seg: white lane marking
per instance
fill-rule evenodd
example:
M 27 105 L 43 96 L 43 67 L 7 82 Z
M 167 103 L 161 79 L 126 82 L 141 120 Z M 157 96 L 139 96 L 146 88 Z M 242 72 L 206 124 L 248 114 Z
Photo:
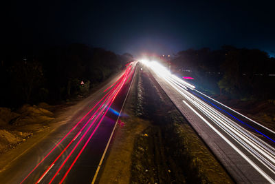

----

Could you copy the lines above word for word, leaving out the picture?

• SOLUTION TO THE EXERCISE
seg: white lane marking
per instance
fill-rule evenodd
example:
M 27 105 L 43 96 L 43 67 L 7 82 Z
M 167 103 L 161 79 L 126 82 L 141 120 Z M 157 96 L 139 96 L 146 88 Z M 242 72 L 206 124 L 248 114 Z
Photo:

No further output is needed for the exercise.